• _TRAVAIL À FAIRE_
(A) D'après le document source, quel jour le lieutenant Eric J. B. Nicolson patrouille-t-il avec sa section au-dessus de Southampton ?
(B) Transcrivez le passage du document source qui va de « La violence des » à « et du Hampshire. », ces deux extrémités comprises.

• _DOCUMENT SOURCE_
+++

La violence des attaques sur les champs d’aviation du sud de l’Angleterre est terrifiante de grandes batailles aériennes se déroulent sans arrêt au-dessus du Kent, du Sussex et du Hampshire.
Victoria Cross
Le 16 août, le lieutenant Eric J. B. Nicolson patrouille avec sa section au-dessus de Southampton, quand trois Ju 88 sont repérés. Mais quand il veut passer à l’attaque, il est devancé par une autre unité de Spitfire et, au moment où il fait faire demi-tour à sa section, il est attaqué par surprise par un Bf 110, dont les obus fracassent sa verrière, des débris le blessant à un oeil, arrachent une jambe de son pantalon, le touchent au pied gauche et enflamment son réservoir d’essence. Emporté par son élan, le BF 110 dépasse le Hurricane. Sans s’occuper des flammes qui commencent à envahir son cockpit, Nicolson le suit en piqué et ouvre le feu. La chaleur est si intense qu’il doit retirer ses pieds du palonnier pour s’asseoir dessus, mais il est déterminé à avoir la peau du 110 :
« Quand j’ai vu le Messerschmitt devant moi, je me souviens avoir crié : « Je vais t’apprendre les bonnes manières, sale Boche ! » Je suis content de l’avoir eu, bien que peut-être des pilotes avec une plus grande expérience du combat aérien auraient fait la seule chose sensée : sauter dès que l’avion a pris feu. Je n’ai pensé à rien d’autre, à ce moment-là, que de le descendre. »

+++

• _DONNÉES_
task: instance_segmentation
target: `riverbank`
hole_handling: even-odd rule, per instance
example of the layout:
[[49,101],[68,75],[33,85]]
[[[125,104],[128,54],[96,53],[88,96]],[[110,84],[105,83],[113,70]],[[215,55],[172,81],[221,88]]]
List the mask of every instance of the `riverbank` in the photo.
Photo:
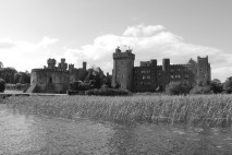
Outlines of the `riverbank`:
[[168,122],[230,127],[231,95],[199,96],[12,96],[3,100],[28,114],[119,123]]

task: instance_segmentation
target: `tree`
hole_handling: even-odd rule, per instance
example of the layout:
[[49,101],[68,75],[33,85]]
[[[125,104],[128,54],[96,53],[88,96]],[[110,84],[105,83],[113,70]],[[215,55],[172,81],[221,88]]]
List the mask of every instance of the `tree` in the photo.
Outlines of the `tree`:
[[223,91],[223,84],[220,80],[213,79],[210,83],[211,90],[215,94],[221,93]]
[[187,94],[190,92],[190,86],[182,84],[181,82],[170,82],[166,86],[166,93],[169,95],[181,95]]
[[3,63],[0,61],[0,68],[3,68]]
[[5,90],[5,82],[3,79],[0,79],[0,92],[4,92]]

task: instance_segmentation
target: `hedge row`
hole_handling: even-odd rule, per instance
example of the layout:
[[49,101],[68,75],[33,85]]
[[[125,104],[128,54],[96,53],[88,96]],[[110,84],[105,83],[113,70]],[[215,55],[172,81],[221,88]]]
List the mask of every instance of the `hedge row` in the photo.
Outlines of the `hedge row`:
[[99,88],[99,90],[88,90],[85,91],[85,95],[96,95],[96,96],[127,96],[131,93],[124,90],[113,90],[113,88]]

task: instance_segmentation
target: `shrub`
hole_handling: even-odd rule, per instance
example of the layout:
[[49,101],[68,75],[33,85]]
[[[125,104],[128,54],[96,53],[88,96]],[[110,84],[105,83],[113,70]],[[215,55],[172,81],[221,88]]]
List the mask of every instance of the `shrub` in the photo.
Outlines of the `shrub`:
[[212,91],[210,90],[209,86],[195,86],[194,88],[191,90],[190,94],[211,94]]
[[5,90],[5,82],[3,79],[0,79],[0,92],[4,92]]
[[129,91],[113,90],[113,88],[99,88],[99,90],[88,90],[85,95],[96,95],[96,96],[126,96],[130,95]]
[[171,82],[166,87],[166,93],[169,95],[182,95],[190,93],[190,86],[181,82]]
[[223,84],[220,80],[213,79],[210,83],[211,90],[215,94],[221,93],[223,91]]

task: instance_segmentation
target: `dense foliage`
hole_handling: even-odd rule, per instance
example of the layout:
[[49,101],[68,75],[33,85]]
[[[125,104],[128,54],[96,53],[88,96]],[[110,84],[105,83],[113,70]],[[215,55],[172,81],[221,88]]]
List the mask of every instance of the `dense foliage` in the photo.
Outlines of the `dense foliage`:
[[228,78],[223,83],[223,93],[225,94],[232,93],[232,76]]
[[221,93],[223,91],[223,84],[220,80],[213,79],[211,81],[211,90],[215,94]]
[[188,94],[190,86],[181,82],[171,82],[166,86],[166,93],[169,95],[183,95]]
[[14,68],[0,68],[0,78],[5,81],[5,83],[30,83],[29,72],[17,72]]
[[68,119],[168,122],[193,126],[230,127],[232,96],[15,96],[4,104],[29,114]]
[[5,90],[5,82],[3,79],[0,79],[0,92],[4,92]]
[[124,90],[114,88],[99,88],[99,90],[88,90],[85,95],[96,95],[96,96],[126,96],[130,92]]

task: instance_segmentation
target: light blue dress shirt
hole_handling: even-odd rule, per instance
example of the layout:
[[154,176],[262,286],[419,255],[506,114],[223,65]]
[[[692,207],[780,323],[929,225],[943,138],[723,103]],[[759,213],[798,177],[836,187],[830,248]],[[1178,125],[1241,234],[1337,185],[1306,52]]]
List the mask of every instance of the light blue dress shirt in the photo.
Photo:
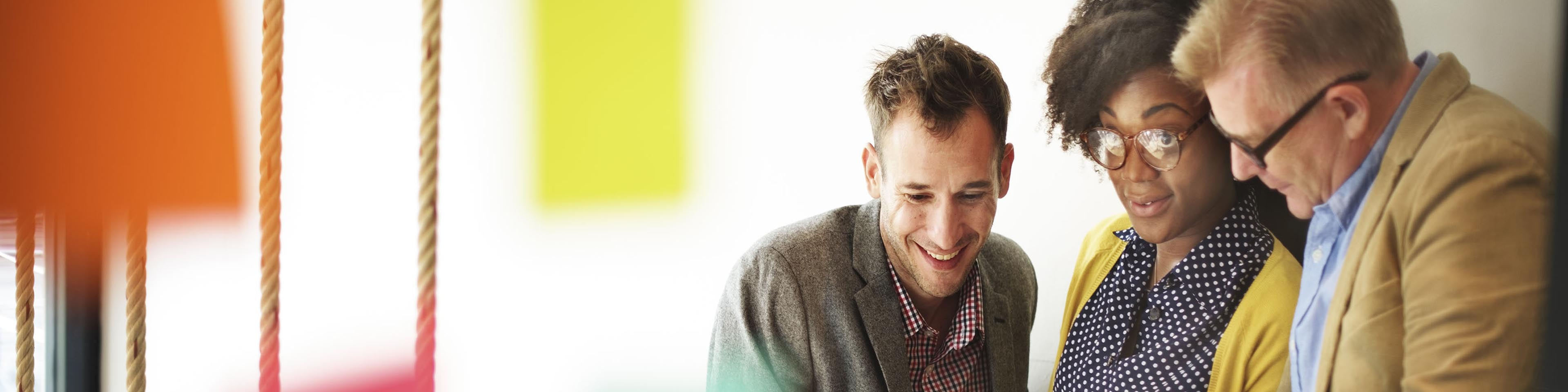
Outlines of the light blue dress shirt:
[[1427,80],[1432,69],[1438,66],[1438,56],[1422,52],[1416,56],[1421,74],[1410,85],[1405,99],[1399,103],[1383,135],[1372,144],[1372,151],[1361,160],[1361,166],[1345,179],[1345,183],[1328,196],[1328,202],[1312,207],[1312,223],[1306,226],[1306,259],[1301,260],[1301,293],[1295,298],[1295,317],[1290,320],[1290,387],[1297,392],[1314,390],[1317,386],[1317,364],[1323,351],[1323,323],[1328,318],[1328,301],[1334,298],[1339,285],[1339,267],[1345,260],[1345,249],[1350,248],[1350,235],[1361,218],[1361,204],[1372,190],[1378,166],[1383,163],[1383,152],[1388,141],[1399,127],[1399,119],[1405,116],[1405,108],[1416,97],[1416,89]]

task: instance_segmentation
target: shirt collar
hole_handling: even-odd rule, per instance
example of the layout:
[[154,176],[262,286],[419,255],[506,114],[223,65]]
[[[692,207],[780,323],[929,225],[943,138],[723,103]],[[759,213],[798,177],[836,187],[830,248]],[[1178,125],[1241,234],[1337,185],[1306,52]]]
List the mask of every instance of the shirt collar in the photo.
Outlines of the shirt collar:
[[[1269,229],[1264,227],[1264,224],[1258,221],[1258,196],[1256,196],[1256,191],[1251,187],[1247,187],[1243,183],[1236,183],[1236,194],[1237,194],[1237,198],[1236,198],[1236,202],[1231,204],[1231,210],[1225,212],[1225,218],[1220,218],[1220,224],[1215,224],[1214,230],[1209,232],[1209,237],[1203,238],[1203,241],[1198,241],[1198,246],[1195,246],[1193,249],[1207,248],[1207,245],[1214,243],[1214,241],[1234,241],[1236,238],[1251,238],[1251,240],[1256,240],[1256,241],[1273,241],[1273,235],[1269,232]],[[1127,227],[1127,229],[1123,229],[1123,230],[1116,230],[1115,235],[1118,238],[1121,238],[1123,241],[1127,241],[1129,249],[1132,249],[1132,248],[1143,248],[1143,246],[1154,246],[1149,241],[1143,240],[1143,237],[1138,235],[1137,227]],[[1236,235],[1236,237],[1229,237],[1229,235]],[[1272,249],[1273,246],[1270,245],[1270,246],[1264,246],[1264,248],[1265,249]],[[1259,260],[1264,260],[1267,257],[1269,256],[1264,254]]]
[[[925,318],[920,312],[914,309],[914,299],[909,298],[909,292],[903,290],[903,282],[898,281],[898,270],[892,267],[892,260],[887,260],[887,271],[892,274],[892,287],[898,292],[898,307],[903,309],[903,337],[909,339],[916,334],[935,332],[935,328],[925,325]],[[985,323],[982,323],[982,315],[985,309],[985,296],[980,290],[980,263],[978,260],[972,268],[969,268],[969,279],[964,287],[958,292],[963,293],[963,301],[958,304],[958,312],[953,314],[952,329],[947,331],[949,348],[958,350],[974,340],[980,332],[985,331]]]
[[1400,118],[1405,116],[1405,110],[1410,108],[1410,102],[1416,99],[1416,91],[1421,89],[1421,83],[1427,80],[1432,69],[1438,67],[1438,56],[1432,55],[1430,50],[1421,52],[1414,60],[1416,66],[1421,67],[1421,74],[1416,75],[1416,82],[1410,85],[1405,91],[1405,99],[1399,102],[1399,108],[1394,110],[1394,116],[1389,118],[1388,125],[1383,127],[1383,135],[1377,138],[1372,144],[1372,151],[1367,157],[1361,160],[1356,171],[1350,172],[1350,177],[1334,190],[1334,194],[1328,196],[1328,201],[1312,207],[1314,216],[1333,216],[1339,221],[1341,227],[1348,227],[1350,221],[1355,220],[1356,212],[1361,210],[1361,201],[1366,199],[1367,191],[1372,190],[1372,179],[1377,179],[1378,169],[1381,169],[1383,154],[1388,152],[1388,143],[1394,138],[1394,130],[1399,129]]

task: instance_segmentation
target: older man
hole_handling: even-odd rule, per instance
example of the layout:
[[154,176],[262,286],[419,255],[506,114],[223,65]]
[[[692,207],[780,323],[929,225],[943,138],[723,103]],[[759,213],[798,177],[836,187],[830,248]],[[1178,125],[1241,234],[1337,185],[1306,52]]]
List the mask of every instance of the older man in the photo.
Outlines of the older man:
[[1232,172],[1311,218],[1281,390],[1521,390],[1546,287],[1552,144],[1389,0],[1209,0],[1173,53]]
[[1035,270],[991,234],[1007,194],[1007,83],[949,36],[866,83],[873,201],[784,226],[720,301],[710,390],[1024,390]]

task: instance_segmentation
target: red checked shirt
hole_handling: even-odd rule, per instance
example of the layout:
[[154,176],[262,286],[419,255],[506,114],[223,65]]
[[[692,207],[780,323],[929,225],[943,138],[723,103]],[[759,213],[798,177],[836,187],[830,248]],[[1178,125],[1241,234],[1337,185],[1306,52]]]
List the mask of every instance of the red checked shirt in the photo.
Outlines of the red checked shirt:
[[898,304],[903,309],[905,343],[909,347],[909,383],[914,390],[958,390],[985,392],[991,390],[991,368],[986,361],[985,323],[982,323],[980,296],[980,265],[969,270],[969,282],[964,284],[963,304],[953,315],[947,342],[941,342],[941,334],[925,325],[920,314],[914,310],[914,301],[898,282],[898,271],[887,263],[892,271],[892,287],[898,292]]

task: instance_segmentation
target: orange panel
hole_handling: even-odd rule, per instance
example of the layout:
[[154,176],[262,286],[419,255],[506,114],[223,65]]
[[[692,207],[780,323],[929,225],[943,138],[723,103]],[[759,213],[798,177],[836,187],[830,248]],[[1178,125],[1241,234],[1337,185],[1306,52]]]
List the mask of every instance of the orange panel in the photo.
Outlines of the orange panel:
[[226,39],[213,0],[0,2],[0,207],[237,204]]

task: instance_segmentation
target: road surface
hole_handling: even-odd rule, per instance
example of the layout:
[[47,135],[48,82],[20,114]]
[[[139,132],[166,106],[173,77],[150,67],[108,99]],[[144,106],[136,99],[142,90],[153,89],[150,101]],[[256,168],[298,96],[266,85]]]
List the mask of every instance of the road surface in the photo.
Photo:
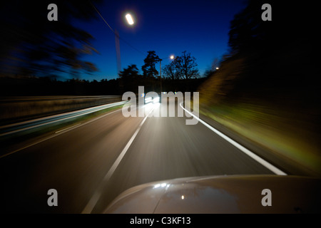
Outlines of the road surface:
[[[99,213],[121,192],[148,182],[273,174],[200,122],[150,116],[114,110],[1,157],[1,211]],[[48,205],[50,189],[58,206]]]

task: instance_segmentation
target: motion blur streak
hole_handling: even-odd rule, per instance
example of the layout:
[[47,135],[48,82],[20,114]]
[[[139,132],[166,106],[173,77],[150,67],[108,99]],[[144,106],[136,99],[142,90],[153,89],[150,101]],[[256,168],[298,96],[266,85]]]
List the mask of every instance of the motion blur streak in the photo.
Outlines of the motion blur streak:
[[190,115],[193,115],[194,118],[197,118],[200,123],[202,123],[204,125],[205,125],[207,128],[208,128],[209,129],[210,129],[212,131],[215,132],[216,134],[218,134],[218,135],[220,135],[220,137],[222,137],[223,139],[225,139],[225,140],[227,140],[228,142],[229,142],[230,143],[231,143],[232,145],[233,145],[234,146],[235,146],[237,148],[240,149],[240,150],[241,150],[242,152],[245,152],[245,154],[247,154],[248,155],[249,155],[250,157],[251,157],[253,159],[254,159],[255,161],[257,161],[258,162],[259,162],[260,164],[264,165],[265,167],[267,167],[268,169],[269,169],[270,170],[271,170],[272,172],[273,172],[274,173],[275,173],[276,175],[286,175],[287,174],[285,172],[284,172],[283,171],[277,169],[276,167],[275,167],[274,165],[272,165],[272,164],[268,162],[267,161],[264,160],[263,159],[262,159],[261,157],[258,157],[258,155],[256,155],[255,154],[254,154],[253,152],[251,152],[250,150],[246,149],[245,147],[243,147],[243,145],[240,145],[239,143],[236,142],[235,141],[234,141],[233,140],[232,140],[231,138],[228,138],[228,136],[226,136],[225,135],[223,134],[222,133],[220,133],[220,131],[217,130],[216,129],[215,129],[214,128],[213,128],[212,126],[210,126],[210,125],[208,125],[208,123],[206,123],[205,122],[203,121],[202,120],[200,120],[199,118],[198,118],[197,116],[195,116],[195,115],[193,115],[192,113],[188,111],[186,109],[185,109],[184,108],[183,108],[182,106],[182,103],[180,103],[180,107],[185,110],[185,112],[188,113]]
[[123,148],[123,151],[121,152],[121,154],[119,155],[118,157],[117,157],[116,160],[113,164],[113,165],[111,166],[111,167],[109,170],[109,171],[105,175],[105,177],[103,177],[103,180],[102,185],[101,185],[99,186],[98,189],[96,190],[96,192],[95,192],[93,196],[91,197],[91,200],[88,202],[88,203],[86,206],[85,209],[83,210],[83,212],[82,212],[83,214],[88,214],[88,213],[91,212],[93,208],[95,207],[96,204],[97,203],[97,201],[99,200],[99,197],[100,197],[100,196],[101,196],[101,195],[102,193],[101,192],[101,190],[102,190],[102,187],[103,186],[103,184],[104,184],[105,182],[108,181],[108,180],[111,178],[111,175],[113,175],[113,173],[115,172],[116,169],[117,168],[117,166],[121,162],[121,161],[123,159],[123,156],[126,153],[126,152],[128,150],[129,147],[131,146],[131,143],[133,142],[133,141],[134,140],[134,139],[136,137],[137,134],[138,133],[139,130],[141,130],[141,128],[144,124],[145,120],[146,120],[146,118],[148,117],[149,114],[151,114],[151,113],[153,111],[153,108],[152,108],[151,110],[151,111],[149,112],[148,115],[147,115],[145,117],[145,118],[143,120],[143,121],[141,123],[141,124],[138,126],[138,128],[137,128],[136,131],[133,135],[133,136],[131,137],[131,138],[129,140],[129,142],[126,144],[126,146],[125,147],[125,148]]

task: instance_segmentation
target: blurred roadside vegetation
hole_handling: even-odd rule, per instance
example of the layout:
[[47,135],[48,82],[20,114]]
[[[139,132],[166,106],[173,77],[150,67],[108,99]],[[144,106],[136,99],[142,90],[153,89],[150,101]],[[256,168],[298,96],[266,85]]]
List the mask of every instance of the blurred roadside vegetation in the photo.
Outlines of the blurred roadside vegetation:
[[[261,6],[272,6],[263,21]],[[315,4],[250,1],[230,52],[200,87],[200,112],[321,175],[320,55]]]

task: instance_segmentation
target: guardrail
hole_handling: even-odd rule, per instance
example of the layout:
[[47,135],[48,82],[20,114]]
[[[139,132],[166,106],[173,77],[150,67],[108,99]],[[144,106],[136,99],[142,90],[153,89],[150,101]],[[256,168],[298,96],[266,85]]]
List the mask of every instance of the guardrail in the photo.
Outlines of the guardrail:
[[0,125],[121,101],[120,95],[0,98]]

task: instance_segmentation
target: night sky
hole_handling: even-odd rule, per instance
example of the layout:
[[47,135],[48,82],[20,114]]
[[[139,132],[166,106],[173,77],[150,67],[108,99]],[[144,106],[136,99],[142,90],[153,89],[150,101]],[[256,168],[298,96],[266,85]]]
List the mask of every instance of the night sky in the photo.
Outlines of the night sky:
[[[162,66],[170,62],[166,57],[172,54],[180,56],[187,51],[196,58],[198,68],[203,76],[215,58],[220,58],[228,53],[230,21],[245,7],[245,2],[117,0],[104,1],[96,6],[110,26],[119,33],[121,69],[136,64],[142,73],[141,66],[148,51],[155,51],[163,59]],[[126,21],[128,12],[135,17],[133,26]],[[95,40],[92,44],[99,51],[99,54],[83,58],[99,69],[92,76],[82,76],[82,79],[89,81],[117,78],[115,35],[98,16],[97,20],[89,23],[74,23],[93,35]],[[159,71],[159,65],[157,70]]]

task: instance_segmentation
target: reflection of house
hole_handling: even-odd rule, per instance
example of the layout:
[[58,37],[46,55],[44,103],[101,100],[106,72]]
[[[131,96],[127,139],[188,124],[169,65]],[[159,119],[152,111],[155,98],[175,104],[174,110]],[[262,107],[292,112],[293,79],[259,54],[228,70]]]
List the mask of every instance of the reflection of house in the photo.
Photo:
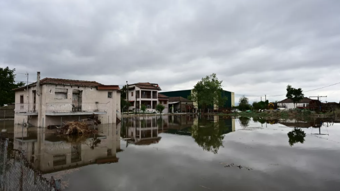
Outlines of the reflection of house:
[[174,112],[190,113],[196,112],[193,102],[181,97],[169,98],[169,107],[171,108],[173,106]]
[[308,128],[311,126],[309,122],[299,121],[295,119],[280,119],[279,123],[291,127]]
[[297,106],[305,107],[309,104],[311,99],[308,98],[304,98],[300,101],[295,103],[295,107],[293,101],[289,98],[277,102],[277,107],[285,108],[287,109],[294,108]]
[[129,109],[140,108],[144,104],[149,111],[156,111],[158,103],[158,91],[160,88],[156,84],[137,83],[129,85],[128,100],[131,104]]
[[158,129],[165,124],[163,118],[154,116],[130,118],[124,119],[122,125],[125,132],[122,137],[128,139],[128,143],[146,145],[158,143],[161,137],[158,136]]
[[92,164],[117,162],[116,152],[121,151],[120,128],[116,128],[115,124],[109,125],[97,126],[102,133],[75,142],[68,140],[72,136],[57,137],[35,127],[24,128],[22,134],[21,128],[16,127],[14,148],[23,150],[28,160],[43,174]]
[[94,114],[102,124],[115,123],[119,87],[96,82],[46,78],[16,89],[15,123],[46,127],[86,119]]

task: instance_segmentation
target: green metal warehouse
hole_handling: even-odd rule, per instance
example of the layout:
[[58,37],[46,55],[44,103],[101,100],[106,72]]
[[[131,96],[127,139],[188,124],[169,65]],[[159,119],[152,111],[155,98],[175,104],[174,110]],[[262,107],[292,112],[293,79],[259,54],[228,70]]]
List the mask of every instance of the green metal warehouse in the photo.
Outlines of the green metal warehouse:
[[[166,91],[160,92],[163,95],[165,95],[168,97],[181,97],[185,98],[188,99],[188,97],[190,95],[191,93],[191,90],[188,89],[186,90],[180,90],[179,91]],[[231,108],[232,107],[235,106],[235,100],[234,97],[234,93],[233,92],[231,92],[223,90],[222,93],[222,96],[226,97],[228,98],[228,100],[226,102],[224,105],[223,106],[224,107],[227,107]]]

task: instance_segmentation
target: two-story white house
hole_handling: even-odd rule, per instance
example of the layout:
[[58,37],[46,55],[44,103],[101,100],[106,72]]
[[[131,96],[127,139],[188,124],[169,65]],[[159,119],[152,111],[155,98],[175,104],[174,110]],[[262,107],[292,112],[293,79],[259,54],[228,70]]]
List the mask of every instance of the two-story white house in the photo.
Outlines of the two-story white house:
[[137,83],[129,85],[128,100],[131,106],[129,109],[140,108],[140,105],[144,104],[148,111],[156,111],[158,104],[158,91],[162,90],[156,84]]
[[14,90],[14,122],[47,127],[87,119],[94,114],[102,124],[120,118],[120,89],[96,82],[46,78]]

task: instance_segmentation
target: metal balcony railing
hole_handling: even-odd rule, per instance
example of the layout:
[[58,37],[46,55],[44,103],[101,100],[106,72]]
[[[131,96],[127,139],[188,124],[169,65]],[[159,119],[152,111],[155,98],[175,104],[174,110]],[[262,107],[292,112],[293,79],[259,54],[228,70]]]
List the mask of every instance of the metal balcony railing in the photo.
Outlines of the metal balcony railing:
[[16,113],[38,112],[38,105],[37,103],[16,104],[14,112]]
[[46,112],[106,112],[107,111],[107,103],[46,103]]

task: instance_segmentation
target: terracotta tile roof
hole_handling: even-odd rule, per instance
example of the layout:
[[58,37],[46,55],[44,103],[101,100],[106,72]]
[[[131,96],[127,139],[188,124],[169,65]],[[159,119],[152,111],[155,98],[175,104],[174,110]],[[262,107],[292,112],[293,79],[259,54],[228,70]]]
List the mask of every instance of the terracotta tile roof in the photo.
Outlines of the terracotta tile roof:
[[[36,82],[34,82],[29,85],[29,87],[36,85]],[[86,87],[95,87],[99,85],[102,85],[100,83],[94,81],[85,81],[83,80],[75,80],[60,79],[58,78],[50,78],[46,77],[40,80],[40,84],[60,84],[62,85],[70,85],[79,86]],[[27,86],[21,88],[14,89],[13,90],[19,90],[24,89]]]
[[100,85],[97,86],[98,90],[120,90],[119,86],[117,85]]
[[[297,103],[309,103],[312,100],[308,98],[306,98],[306,97],[302,98],[302,99],[301,100],[301,101],[297,102]],[[285,99],[284,100],[280,101],[278,102],[277,103],[293,103],[293,101],[292,101],[290,99],[287,98],[286,99]]]
[[165,95],[163,95],[162,93],[158,93],[158,98],[169,98],[169,97],[165,96]]
[[[133,85],[133,84],[131,84]],[[158,90],[157,85],[155,84],[151,84],[149,82],[145,83],[137,83],[134,84],[136,86],[142,89],[151,89]]]
[[169,102],[193,102],[190,100],[185,98],[183,97],[170,97],[169,98]]

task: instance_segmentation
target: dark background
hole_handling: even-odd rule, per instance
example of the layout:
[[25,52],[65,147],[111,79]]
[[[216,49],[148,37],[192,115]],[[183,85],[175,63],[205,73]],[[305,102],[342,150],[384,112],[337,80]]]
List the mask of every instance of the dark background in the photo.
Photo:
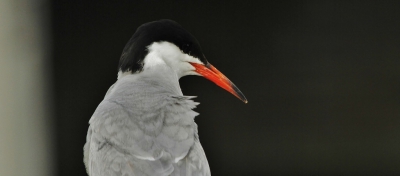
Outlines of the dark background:
[[[395,2],[395,3],[393,3]],[[88,120],[143,23],[172,19],[249,100],[208,80],[199,134],[216,175],[400,174],[399,1],[53,1],[58,175],[86,175]]]

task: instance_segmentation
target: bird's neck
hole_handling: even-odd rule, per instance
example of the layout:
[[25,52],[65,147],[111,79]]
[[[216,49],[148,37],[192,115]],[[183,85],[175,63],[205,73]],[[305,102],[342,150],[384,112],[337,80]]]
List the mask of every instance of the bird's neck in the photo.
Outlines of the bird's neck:
[[157,87],[157,90],[161,92],[182,95],[178,75],[164,62],[157,62],[153,63],[151,66],[145,66],[139,73],[119,73],[118,82],[132,82],[135,85],[142,85],[142,89]]

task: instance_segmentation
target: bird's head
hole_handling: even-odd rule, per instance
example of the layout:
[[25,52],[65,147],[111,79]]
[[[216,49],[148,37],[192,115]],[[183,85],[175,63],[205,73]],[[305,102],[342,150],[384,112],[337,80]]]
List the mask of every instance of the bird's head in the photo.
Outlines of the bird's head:
[[119,71],[140,73],[160,62],[172,68],[179,78],[203,76],[247,103],[235,84],[207,61],[196,38],[172,20],[140,26],[125,45]]

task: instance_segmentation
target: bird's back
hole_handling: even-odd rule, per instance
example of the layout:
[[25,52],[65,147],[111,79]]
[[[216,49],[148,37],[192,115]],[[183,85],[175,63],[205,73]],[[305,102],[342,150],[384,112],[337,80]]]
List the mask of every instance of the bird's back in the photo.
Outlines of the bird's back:
[[89,122],[89,175],[210,175],[191,98],[158,80],[119,79]]

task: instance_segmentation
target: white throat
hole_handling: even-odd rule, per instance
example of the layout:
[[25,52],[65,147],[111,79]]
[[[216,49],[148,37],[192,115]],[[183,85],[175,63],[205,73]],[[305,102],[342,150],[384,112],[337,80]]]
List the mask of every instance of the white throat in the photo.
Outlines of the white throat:
[[138,73],[119,72],[118,80],[125,77],[137,77],[149,81],[157,81],[165,85],[166,89],[178,91],[179,78],[186,75],[199,75],[189,63],[199,63],[199,59],[183,53],[177,46],[169,42],[155,42],[148,47],[148,54],[144,58],[143,70]]

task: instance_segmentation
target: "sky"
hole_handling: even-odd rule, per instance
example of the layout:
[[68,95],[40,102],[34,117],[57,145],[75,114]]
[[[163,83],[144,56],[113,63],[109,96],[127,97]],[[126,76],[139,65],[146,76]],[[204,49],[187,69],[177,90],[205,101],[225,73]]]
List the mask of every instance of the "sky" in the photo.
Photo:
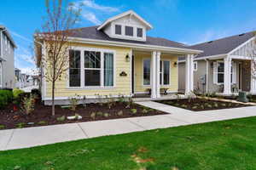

+++

• _RÉPONSES DANS L'ORDRE_
(A) Le 16 août.

(B)
La violence des attaques sur les champs d’aviation du sud de l’Angleterre est terrifiante de grandes batailles aériennes se déroulent sans arrêt au-dessus du Kent, du Sussex et du Hampshire.